_DESCRIPTION OF THE TASK_.
Note how many lines in the material have "chrome", and give only that figure.

_PROVIDED INFORMATION_.

>>>

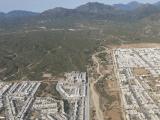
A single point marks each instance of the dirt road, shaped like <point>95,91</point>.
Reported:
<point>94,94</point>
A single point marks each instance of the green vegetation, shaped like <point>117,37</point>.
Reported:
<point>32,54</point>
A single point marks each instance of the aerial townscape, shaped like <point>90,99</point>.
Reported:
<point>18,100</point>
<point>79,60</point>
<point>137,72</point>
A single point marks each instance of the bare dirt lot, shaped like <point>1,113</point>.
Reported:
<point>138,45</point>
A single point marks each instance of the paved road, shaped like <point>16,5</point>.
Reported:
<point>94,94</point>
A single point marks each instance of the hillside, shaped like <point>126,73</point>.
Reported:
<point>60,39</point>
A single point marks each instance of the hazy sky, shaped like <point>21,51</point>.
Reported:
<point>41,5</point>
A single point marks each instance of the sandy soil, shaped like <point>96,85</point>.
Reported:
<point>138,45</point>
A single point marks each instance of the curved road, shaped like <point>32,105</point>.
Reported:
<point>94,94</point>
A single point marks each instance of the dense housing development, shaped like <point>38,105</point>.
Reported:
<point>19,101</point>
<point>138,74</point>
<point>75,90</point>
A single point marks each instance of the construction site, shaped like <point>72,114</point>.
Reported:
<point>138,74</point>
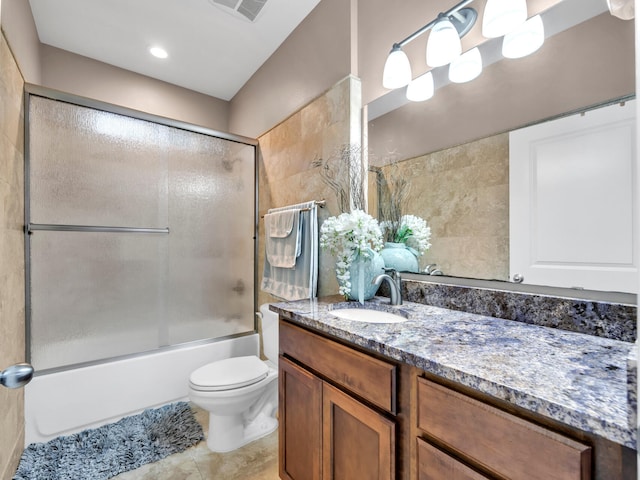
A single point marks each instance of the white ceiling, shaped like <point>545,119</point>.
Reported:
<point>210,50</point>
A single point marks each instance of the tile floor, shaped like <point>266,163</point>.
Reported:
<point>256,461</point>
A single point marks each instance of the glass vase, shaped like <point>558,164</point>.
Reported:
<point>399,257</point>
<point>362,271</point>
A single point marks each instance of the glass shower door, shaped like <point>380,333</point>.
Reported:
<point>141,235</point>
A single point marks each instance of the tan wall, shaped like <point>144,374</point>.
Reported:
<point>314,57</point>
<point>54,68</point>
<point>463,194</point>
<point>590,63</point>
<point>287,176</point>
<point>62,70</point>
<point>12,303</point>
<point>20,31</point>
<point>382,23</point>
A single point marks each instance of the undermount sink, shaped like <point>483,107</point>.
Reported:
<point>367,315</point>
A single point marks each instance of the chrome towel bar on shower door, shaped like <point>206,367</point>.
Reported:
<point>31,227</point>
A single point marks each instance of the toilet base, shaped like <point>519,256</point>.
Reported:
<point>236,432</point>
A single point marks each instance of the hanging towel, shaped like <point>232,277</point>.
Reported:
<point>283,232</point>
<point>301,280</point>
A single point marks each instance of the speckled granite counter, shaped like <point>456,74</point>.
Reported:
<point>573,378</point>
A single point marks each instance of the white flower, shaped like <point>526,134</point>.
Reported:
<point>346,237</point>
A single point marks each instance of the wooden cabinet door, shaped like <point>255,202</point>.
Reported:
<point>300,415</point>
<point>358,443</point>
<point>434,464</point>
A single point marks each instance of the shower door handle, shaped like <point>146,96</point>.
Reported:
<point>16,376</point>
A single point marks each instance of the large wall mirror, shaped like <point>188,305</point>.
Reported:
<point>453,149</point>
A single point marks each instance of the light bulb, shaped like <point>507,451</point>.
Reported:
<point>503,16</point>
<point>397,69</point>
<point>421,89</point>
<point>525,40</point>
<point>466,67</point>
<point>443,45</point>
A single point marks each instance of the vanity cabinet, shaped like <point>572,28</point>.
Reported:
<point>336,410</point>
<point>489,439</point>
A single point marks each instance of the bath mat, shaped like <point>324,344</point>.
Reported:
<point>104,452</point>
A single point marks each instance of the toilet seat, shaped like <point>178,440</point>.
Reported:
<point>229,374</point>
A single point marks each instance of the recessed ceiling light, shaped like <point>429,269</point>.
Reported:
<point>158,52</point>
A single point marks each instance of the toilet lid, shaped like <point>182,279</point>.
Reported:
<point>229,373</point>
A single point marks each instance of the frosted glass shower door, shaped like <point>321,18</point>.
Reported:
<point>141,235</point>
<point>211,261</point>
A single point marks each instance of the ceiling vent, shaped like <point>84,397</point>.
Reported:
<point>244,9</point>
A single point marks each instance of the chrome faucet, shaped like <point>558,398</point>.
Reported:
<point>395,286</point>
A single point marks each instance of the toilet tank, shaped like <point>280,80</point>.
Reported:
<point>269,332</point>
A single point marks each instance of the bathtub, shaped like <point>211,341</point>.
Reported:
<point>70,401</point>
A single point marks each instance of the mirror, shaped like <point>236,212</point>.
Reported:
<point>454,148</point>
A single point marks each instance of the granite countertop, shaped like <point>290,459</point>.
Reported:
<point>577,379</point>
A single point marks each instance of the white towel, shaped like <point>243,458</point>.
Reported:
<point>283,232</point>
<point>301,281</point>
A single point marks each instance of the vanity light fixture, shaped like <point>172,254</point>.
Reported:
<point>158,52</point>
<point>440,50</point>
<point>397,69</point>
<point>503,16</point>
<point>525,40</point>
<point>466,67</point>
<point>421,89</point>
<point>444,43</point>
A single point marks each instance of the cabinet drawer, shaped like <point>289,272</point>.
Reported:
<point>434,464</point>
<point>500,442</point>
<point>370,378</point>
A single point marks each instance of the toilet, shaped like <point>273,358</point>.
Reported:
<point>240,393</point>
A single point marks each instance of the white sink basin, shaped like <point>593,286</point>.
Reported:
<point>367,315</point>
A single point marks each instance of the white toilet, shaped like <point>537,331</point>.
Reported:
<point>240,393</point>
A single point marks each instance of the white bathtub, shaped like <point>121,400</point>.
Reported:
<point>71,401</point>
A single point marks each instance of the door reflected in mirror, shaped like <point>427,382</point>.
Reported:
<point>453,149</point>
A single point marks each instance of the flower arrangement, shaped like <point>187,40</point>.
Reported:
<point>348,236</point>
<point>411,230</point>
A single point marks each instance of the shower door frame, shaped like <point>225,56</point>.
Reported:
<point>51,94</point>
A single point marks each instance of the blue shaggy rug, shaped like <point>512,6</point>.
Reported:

<<<
>>>

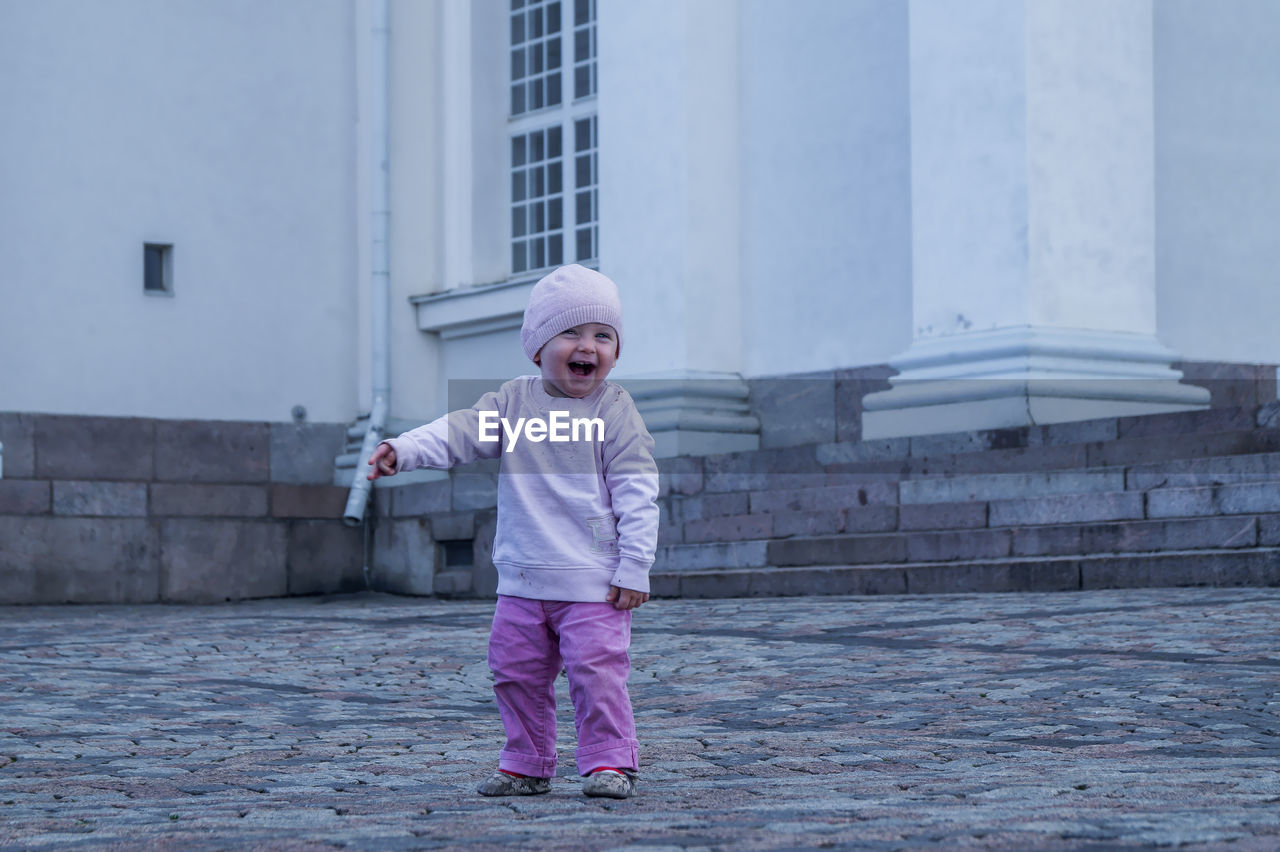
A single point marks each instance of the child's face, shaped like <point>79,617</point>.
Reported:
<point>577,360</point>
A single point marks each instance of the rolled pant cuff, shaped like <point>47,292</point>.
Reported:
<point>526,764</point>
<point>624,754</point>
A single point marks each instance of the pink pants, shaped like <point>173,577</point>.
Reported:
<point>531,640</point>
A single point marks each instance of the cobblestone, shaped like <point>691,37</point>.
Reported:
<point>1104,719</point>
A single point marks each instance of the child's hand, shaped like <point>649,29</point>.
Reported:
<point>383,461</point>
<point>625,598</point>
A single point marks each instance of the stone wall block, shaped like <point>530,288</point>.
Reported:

<<<

_ANSWER TO THIS TASK_.
2